Start of Extracted entries
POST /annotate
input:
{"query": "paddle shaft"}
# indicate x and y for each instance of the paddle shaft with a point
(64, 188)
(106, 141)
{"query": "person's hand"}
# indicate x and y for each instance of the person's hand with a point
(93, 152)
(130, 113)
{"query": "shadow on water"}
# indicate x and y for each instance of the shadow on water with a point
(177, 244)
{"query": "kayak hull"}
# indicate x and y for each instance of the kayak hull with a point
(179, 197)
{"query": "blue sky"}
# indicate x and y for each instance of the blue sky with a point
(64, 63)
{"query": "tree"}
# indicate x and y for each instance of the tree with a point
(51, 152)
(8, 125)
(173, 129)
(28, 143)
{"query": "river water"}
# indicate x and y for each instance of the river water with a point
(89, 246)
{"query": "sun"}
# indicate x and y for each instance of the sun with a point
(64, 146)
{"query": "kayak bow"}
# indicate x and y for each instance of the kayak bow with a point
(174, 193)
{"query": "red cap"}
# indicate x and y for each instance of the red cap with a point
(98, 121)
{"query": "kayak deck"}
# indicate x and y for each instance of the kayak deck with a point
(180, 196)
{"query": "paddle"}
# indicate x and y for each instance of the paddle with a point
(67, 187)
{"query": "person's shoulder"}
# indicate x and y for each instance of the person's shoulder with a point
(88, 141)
End of Extracted entries
▶ The task
Please reproduce every line of the material word for word.

▶ Exercise output
POST /annotate
input:
{"query": "paddle shaft"}
# indicate x and y for each instance of the paddle shaft with a point
(64, 188)
(106, 141)
{"query": "person's hand"}
# indicate x and y for each instance of the person's hand with a point
(93, 152)
(130, 113)
{"query": "shadow on water"}
# indicate x and y for each instance of the shadow on water with a point
(177, 244)
{"query": "kayak hull"}
# indicate x and y for each instance of the kayak hull with a point
(179, 197)
{"query": "blue sky"}
# indicate x and y for each instance of the blue sky with a point
(64, 63)
{"query": "tree"}
# indicate x and y for each instance of the tree with a point
(51, 152)
(8, 125)
(173, 129)
(28, 143)
{"query": "river water"}
# indicate x and y for each instance of the river water with a point
(89, 246)
{"query": "sun"}
# indicate x and y for each instance of the sun with a point
(64, 146)
{"query": "kayak bow"}
# indicate x and y for each instance of the kayak bow with a point
(174, 193)
{"query": "red cap"}
# indicate x and y for each instance of the red cap with a point
(98, 121)
{"query": "kayak deck"}
# indicate x and y for each instance of the kayak deck with a point
(180, 196)
{"query": "paddle"}
# indicate x and y for each instance of the paddle with a point
(67, 187)
{"query": "person's shoulder"}
# indicate x and y for each instance of the person's shoulder with a point
(88, 141)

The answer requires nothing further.